__Extracted data entries__.
'''
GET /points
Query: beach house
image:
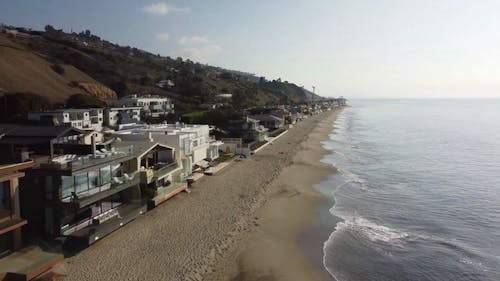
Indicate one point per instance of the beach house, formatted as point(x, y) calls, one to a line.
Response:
point(18, 261)
point(83, 119)
point(87, 195)
point(193, 142)
point(151, 106)
point(116, 116)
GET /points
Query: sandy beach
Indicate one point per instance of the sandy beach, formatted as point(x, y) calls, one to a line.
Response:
point(241, 224)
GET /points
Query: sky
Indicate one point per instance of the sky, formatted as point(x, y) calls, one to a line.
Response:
point(350, 48)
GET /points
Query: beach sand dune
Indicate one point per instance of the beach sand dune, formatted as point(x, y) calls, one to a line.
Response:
point(238, 225)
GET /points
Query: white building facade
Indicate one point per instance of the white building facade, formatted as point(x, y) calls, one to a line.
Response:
point(153, 106)
point(116, 116)
point(83, 119)
point(193, 142)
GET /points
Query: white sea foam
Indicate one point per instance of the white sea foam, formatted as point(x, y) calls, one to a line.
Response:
point(371, 230)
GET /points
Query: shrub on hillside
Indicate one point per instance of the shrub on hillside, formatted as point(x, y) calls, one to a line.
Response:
point(15, 106)
point(84, 101)
point(58, 68)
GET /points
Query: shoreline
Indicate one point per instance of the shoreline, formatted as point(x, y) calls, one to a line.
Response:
point(194, 236)
point(284, 243)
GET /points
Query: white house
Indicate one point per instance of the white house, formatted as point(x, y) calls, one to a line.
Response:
point(193, 142)
point(115, 116)
point(154, 106)
point(83, 119)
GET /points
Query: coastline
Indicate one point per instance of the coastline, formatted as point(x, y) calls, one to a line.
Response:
point(205, 234)
point(288, 226)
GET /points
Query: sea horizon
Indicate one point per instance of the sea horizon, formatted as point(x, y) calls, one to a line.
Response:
point(403, 205)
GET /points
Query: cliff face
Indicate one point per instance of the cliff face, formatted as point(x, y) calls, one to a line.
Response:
point(24, 70)
point(55, 64)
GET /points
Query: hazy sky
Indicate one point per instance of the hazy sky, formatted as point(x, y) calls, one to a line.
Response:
point(371, 48)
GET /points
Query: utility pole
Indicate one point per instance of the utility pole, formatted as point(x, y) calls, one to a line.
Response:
point(314, 93)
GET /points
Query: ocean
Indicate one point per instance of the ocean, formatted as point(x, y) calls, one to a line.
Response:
point(417, 195)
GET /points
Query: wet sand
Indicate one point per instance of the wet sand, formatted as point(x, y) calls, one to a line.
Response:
point(241, 224)
point(273, 250)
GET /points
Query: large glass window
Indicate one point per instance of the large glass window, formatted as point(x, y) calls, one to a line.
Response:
point(81, 183)
point(4, 199)
point(105, 175)
point(68, 186)
point(93, 179)
point(116, 170)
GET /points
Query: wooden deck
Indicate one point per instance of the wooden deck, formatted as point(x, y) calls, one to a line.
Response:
point(27, 264)
point(195, 177)
point(167, 193)
point(214, 170)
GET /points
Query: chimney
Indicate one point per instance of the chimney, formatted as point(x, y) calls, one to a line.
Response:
point(51, 147)
point(92, 138)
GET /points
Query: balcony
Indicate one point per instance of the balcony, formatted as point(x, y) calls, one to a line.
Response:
point(102, 193)
point(78, 162)
point(168, 168)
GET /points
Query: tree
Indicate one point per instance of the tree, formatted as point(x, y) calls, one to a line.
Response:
point(49, 28)
point(119, 87)
point(84, 101)
point(58, 68)
point(15, 106)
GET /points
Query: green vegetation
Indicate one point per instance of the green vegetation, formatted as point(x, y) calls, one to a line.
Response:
point(15, 106)
point(128, 70)
point(193, 117)
point(84, 101)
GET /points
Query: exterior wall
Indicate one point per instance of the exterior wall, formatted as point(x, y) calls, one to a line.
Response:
point(150, 106)
point(118, 116)
point(91, 119)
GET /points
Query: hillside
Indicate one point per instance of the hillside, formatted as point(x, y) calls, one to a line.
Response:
point(33, 64)
point(22, 70)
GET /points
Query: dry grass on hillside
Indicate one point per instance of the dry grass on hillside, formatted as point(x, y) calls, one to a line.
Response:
point(22, 70)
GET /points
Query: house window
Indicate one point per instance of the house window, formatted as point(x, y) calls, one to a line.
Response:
point(81, 183)
point(4, 199)
point(68, 186)
point(105, 174)
point(93, 179)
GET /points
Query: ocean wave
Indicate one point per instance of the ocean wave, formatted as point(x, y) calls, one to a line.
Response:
point(371, 230)
point(351, 177)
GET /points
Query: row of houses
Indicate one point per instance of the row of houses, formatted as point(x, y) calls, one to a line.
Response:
point(125, 110)
point(71, 187)
point(72, 183)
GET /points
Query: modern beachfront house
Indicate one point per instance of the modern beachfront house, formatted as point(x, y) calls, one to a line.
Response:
point(85, 196)
point(151, 106)
point(193, 142)
point(83, 119)
point(18, 261)
point(269, 121)
point(116, 116)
'''
__Directions__. Every line above should be copied exactly; do not carry over the pictures.

__Response below__.
GET /points
Query: beach house
image:
Indicate one point per instance of the beach house, formatted as point(x, y) calls, one to a line.
Response:
point(18, 261)
point(83, 119)
point(87, 195)
point(193, 142)
point(151, 106)
point(116, 116)
GET /points
Query: sandy beach
Indicate one point per instance of the sandy beach, formatted as point(x, y) calls, one to a line.
Response:
point(241, 224)
GET /points
Query: sky
Indicate one point per instance of the sky, formatted as point(x, y) calls, one to a line.
Response:
point(350, 48)
GET /points
Query: beach sand dune
Indicate one point per instance of the beach sand dune, formatted as point(x, y) calls, one to a line.
Response:
point(238, 225)
GET /points
Query: white building facade
Indicate one point per instance of the white building facade, formatted as point(x, y) calls, one to a line.
Response:
point(153, 106)
point(116, 116)
point(83, 119)
point(193, 142)
GET /points
Query: white sea foam
Indicate one point per instance of the white sea foam, formatted as point(x, y) calls, one to a line.
Response:
point(371, 230)
GET /points
Query: shrub on hillside
Indicate one point per instance of the shrub on hillside, formatted as point(x, y) calls, one to a line.
Response:
point(15, 106)
point(84, 101)
point(58, 68)
GET /points
Query: shoreline
Indicate one point per instance of the shoreline, formatted as point(x, y) calls, one to a line.
Response:
point(194, 236)
point(284, 243)
GET /points
Query: white house
Indicate one point per instance of the white house, formatted as point(x, y) calls, one to a line.
Response:
point(193, 142)
point(115, 116)
point(154, 106)
point(83, 119)
GET /points
Query: coastline
Indicate one point per instance of the coastline, formatted as point(x, y) calls, one to a line.
Response:
point(205, 234)
point(288, 226)
GET /points
Query: sea horizon
Indicate one point per instance of the sea horizon, formatted as point(x, y) calls, one to a line.
Response:
point(403, 205)
GET /points
Query: cliff face
Indicate one point per instance of the cliff face, formatted as point(x, y) calls, one to a line.
Response:
point(24, 70)
point(55, 64)
GET /points
Query: hazy sky
Indicate one point per instance of the hazy sky, formatted as point(x, y) calls, one to a line.
Response:
point(371, 48)
GET /points
Query: utility pole
Indicate one point per instance of the utility pole, formatted as point(x, y) calls, one to a line.
Response:
point(314, 93)
GET /points
Query: ocean
Indicate one point per instance of the ocean, formatted as point(x, y) calls, one to a line.
Response:
point(417, 195)
GET /points
Query: wet sand
Indicate one point per instance of the wet sand, formatted as point(x, y) calls, one to a line.
Response:
point(241, 224)
point(273, 250)
GET /points
Query: large glass window
Indicate one point per instance of the large glass window, formatted as point(x, y) calls, one to a line.
Response:
point(81, 183)
point(4, 199)
point(105, 175)
point(68, 186)
point(93, 179)
point(116, 170)
GET /points
Query: wooden deck
Indicate one point per instance of the wooden deck, formatted as point(x, y) calls, one to a line.
Response:
point(27, 264)
point(195, 177)
point(167, 193)
point(214, 170)
GET /points
Query: chimney
Indicate one point per instance of the chimney, formatted as point(x, y) calls, one to a line.
Response:
point(51, 147)
point(92, 138)
GET /points
Query: balcony
Indicate one point per instance of the balcony, formatted as point(x, y) calls, one to a line.
Response:
point(102, 193)
point(78, 162)
point(168, 168)
GET /points
Query: tree
Indicate one point per instance of the tree, formatted as point(x, y) calls, one to a line.
Response:
point(49, 28)
point(119, 87)
point(84, 101)
point(58, 68)
point(15, 106)
GET /points
Query: green vegetation
Indicate one point per instance of the green vegetation, formatted as point(x, y) calls, one to a line.
Response:
point(15, 106)
point(128, 70)
point(193, 117)
point(84, 101)
GET /points
Query: exterior wall
Indicate one point per instance of the exterior wall, formatted as point(x, y) calls, one to a line.
Response:
point(150, 106)
point(118, 116)
point(91, 119)
GET /points
Query: hillside
Indicate one point per instance of the hillside, formatted as point(x, y) calls, one to a line.
Response:
point(33, 64)
point(22, 70)
GET /points
Query: dry grass on hillside
Indicate one point per instance of the dry grass on hillside, formatted as point(x, y) calls, one to a line.
Response:
point(22, 70)
GET /points
Query: house window
Indicate one point per instance of the house window, formatted as point(x, y) calls, one to a line.
Response:
point(81, 183)
point(4, 199)
point(68, 186)
point(105, 174)
point(93, 179)
GET /points
Query: ocean wave
Indicate one point per instance of the ocean wave, formatted as point(x, y) calls, one to a line.
Response:
point(371, 230)
point(351, 177)
GET /points
Query: row of houses
Indicate one point per instance of the row of houses, formatted as point(x, y) calls, one to a line.
Response:
point(125, 110)
point(71, 187)
point(72, 183)
GET /points
Query: modern beachfront house
Indicate one point per instance of the modern beachfront house, formatted as point(x, y) calls, one to a line.
Response:
point(85, 196)
point(151, 106)
point(193, 142)
point(83, 119)
point(18, 261)
point(269, 121)
point(116, 116)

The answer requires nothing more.